● Action item
Before you finish, make sure each line of the records has been retyped exactly.
▼
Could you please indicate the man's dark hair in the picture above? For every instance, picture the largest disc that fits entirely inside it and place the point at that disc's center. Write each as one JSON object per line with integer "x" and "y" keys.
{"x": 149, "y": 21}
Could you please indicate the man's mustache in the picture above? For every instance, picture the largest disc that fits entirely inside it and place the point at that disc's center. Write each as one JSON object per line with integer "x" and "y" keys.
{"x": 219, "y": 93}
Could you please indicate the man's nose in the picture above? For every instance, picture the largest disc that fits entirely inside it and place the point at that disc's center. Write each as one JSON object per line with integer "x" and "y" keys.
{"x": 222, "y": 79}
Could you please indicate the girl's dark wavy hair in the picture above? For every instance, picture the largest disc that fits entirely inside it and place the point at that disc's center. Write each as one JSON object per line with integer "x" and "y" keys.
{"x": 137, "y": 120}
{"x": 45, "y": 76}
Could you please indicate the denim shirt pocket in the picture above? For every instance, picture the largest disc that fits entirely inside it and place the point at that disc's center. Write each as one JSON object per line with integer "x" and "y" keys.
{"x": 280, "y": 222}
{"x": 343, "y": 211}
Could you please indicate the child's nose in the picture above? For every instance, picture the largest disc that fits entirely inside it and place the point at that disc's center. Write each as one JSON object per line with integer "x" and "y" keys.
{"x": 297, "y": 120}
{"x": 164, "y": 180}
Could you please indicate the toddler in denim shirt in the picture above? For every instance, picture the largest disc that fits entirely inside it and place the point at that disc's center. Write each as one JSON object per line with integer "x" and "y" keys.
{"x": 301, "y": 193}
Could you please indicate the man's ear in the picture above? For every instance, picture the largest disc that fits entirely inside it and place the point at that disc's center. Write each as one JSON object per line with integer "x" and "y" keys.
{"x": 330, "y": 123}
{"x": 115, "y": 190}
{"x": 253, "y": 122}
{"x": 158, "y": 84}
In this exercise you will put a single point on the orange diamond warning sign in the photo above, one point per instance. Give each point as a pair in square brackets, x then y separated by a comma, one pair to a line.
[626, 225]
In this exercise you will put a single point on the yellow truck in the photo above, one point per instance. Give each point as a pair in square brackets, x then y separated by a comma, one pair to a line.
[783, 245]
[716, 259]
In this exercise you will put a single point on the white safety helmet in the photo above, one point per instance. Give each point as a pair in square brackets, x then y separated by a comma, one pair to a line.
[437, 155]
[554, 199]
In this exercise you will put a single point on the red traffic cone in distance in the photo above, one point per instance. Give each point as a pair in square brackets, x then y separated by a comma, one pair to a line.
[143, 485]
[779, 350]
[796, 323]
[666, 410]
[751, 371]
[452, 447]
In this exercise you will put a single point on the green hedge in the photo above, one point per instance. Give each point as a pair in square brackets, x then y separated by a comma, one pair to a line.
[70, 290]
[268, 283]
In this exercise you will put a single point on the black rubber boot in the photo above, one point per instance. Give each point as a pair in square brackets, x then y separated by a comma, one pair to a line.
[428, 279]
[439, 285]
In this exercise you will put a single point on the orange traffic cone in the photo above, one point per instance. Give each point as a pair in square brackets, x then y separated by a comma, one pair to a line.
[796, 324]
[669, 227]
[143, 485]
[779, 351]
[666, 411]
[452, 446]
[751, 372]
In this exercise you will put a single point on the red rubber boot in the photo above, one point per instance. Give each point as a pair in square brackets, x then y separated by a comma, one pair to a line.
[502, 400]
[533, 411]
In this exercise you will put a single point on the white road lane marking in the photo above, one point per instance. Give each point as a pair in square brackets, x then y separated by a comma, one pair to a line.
▲
● Expected answer
Could you please indicate the man's dark hair in the picture above? For every instance, picture the largest disc that fits entirely inside it and place the point at that disc's center. Write each as one JSON object per line with integer "x" and "y" keys.
{"x": 149, "y": 21}
Could you please indicate the man's mustache in the picture above? For every instance, picture the largest disc that fits entirely inside it and place the point at that disc's center. Write each as one JSON object per line with integer "x" and "y" keys.
{"x": 219, "y": 93}
Could you please indicate the man's nose in the picture above? For every instance, picture the largest disc that fits entirely inside it and place the point at that disc's center. Write each as one JSON object per line with integer "x" and "y" keys.
{"x": 222, "y": 79}
Could you please indicate the girl's dark wavy hair in the picture above? For every instance, picture the largest disc that fits entirely inside it and place the point at that disc's center. Write each as one JSON object per line with integer "x" and "y" keys.
{"x": 137, "y": 120}
{"x": 45, "y": 76}
Could you please indicate the denim shirt pocket in the picture above? For every instance, picture the largest disc that fits entirely inside it and place the point at that disc's center. Write each as one JSON object per line with integer "x" and "y" keys.
{"x": 280, "y": 222}
{"x": 343, "y": 211}
Could you please indicate the child's nose in the picture above? For every instance, picture the largest disc that fits entirely inside it and place the point at that disc's center. Write each as one JSON object per line with integer "x" and "y" keys.
{"x": 297, "y": 120}
{"x": 164, "y": 180}
Could you please indicate the toddler in denim shirt in the picture above? For every instance, picture the largest disc that fits entirely inside it and place the point at that disc's center. Write each as one JSON object per line with integer "x" and "y" keys.
{"x": 301, "y": 193}
Could you please indicate the man's ear in the picture above? For every instance, picture the largest disc that fits entirely inside it and place the point at that disc's center. Write each as one JSON object per line with integer "x" and "y" keys.
{"x": 330, "y": 123}
{"x": 115, "y": 190}
{"x": 253, "y": 122}
{"x": 158, "y": 84}
In this exercise you will put a single point on the orange diamond warning sign in the photo above, one point per instance. Give each point as a pair in square brackets, x then y separated by a comma, one pair to a line.
[626, 225]
In this exercise you will put a single point on the yellow truck in the photo above, one point per instance. Give each point as a pair in square brackets, x then y separated by a comma, one pair to a line.
[783, 245]
[716, 259]
In this exercise you will put a single point on the white safety helmet in the photo above, one point per instance. Give each point as a pair in square brackets, x then y separated by a comma, one pair to a line.
[437, 155]
[554, 199]
In this exercise you will put a single point on the red traffic cone in distance in the photo above, one point per instance. Give each point as a pair in square brackets, x then y separated by a comma, one pair to a line.
[143, 485]
[779, 350]
[796, 323]
[666, 410]
[751, 371]
[452, 447]
In this exercise you will put a single point on the green hedge in the photo above, one point per instance. Give each point as a pair in square brackets, x then y separated by a comma, one pair to a line.
[70, 290]
[268, 283]
In this exercise you will put a single point on the black rubber boot in the photo above, one point per instance. Give each point as a pair in square brackets, x then y separated by a comma, one pair to a line.
[428, 279]
[439, 285]
In this exercise you will put a single point on the orange traffic cone in the photo above, one point per instance. Give each point as a pair in square brackets, x then y separated by a comma, one pair to a line.
[796, 324]
[669, 227]
[143, 485]
[779, 351]
[666, 411]
[452, 446]
[751, 372]
In this exercise you will put a single point on the red rubber boot in the photo above, one point per instance. Give each point as a pair in square brackets, x then y separated by a comma, one pair to a line.
[502, 400]
[533, 411]
In this exercise you will put a single point on the white road lane marking in the photo above, one point per instance. Give each point as a pair in square brackets, x then y separated by a comma, one pair to a line.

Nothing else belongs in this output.